## GIVEN REQUEST
Gather every line of the records below that contains the word "sill", and copy each such line in full.

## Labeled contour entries
=====
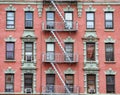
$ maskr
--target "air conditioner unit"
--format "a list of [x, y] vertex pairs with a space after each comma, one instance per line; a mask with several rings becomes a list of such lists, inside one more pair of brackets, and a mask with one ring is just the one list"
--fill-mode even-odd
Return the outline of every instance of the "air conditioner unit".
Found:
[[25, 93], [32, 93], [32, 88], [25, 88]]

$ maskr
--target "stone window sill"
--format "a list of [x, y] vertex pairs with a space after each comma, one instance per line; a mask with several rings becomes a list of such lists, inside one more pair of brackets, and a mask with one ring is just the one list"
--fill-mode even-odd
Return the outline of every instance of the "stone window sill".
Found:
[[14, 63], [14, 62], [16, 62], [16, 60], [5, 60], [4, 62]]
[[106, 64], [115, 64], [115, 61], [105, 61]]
=====
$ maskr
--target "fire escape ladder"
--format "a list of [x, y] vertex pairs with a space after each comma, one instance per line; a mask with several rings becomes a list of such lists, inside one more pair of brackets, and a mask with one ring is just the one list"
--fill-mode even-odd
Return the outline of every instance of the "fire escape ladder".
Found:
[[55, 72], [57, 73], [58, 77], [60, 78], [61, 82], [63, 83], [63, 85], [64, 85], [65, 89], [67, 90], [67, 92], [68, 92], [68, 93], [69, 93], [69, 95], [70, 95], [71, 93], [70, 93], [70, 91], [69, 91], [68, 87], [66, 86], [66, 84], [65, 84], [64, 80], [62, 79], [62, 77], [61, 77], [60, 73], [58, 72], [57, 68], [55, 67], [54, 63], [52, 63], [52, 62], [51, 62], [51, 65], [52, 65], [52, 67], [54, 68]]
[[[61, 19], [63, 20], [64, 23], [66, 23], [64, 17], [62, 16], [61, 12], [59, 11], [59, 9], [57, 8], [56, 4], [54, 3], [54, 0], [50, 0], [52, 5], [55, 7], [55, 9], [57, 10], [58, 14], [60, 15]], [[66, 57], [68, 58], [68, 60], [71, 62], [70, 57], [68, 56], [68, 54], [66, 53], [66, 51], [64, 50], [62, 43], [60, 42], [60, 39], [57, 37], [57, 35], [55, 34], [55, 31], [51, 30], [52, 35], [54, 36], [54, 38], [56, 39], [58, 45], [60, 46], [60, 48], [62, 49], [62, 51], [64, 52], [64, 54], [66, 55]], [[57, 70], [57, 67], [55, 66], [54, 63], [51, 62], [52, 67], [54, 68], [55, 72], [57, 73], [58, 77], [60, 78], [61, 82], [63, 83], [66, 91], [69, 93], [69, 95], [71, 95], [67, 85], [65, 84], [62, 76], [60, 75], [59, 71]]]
=====
## WRITTEN REPLY
--target "stone window sill"
Return the outline of every instance of the "stone window sill".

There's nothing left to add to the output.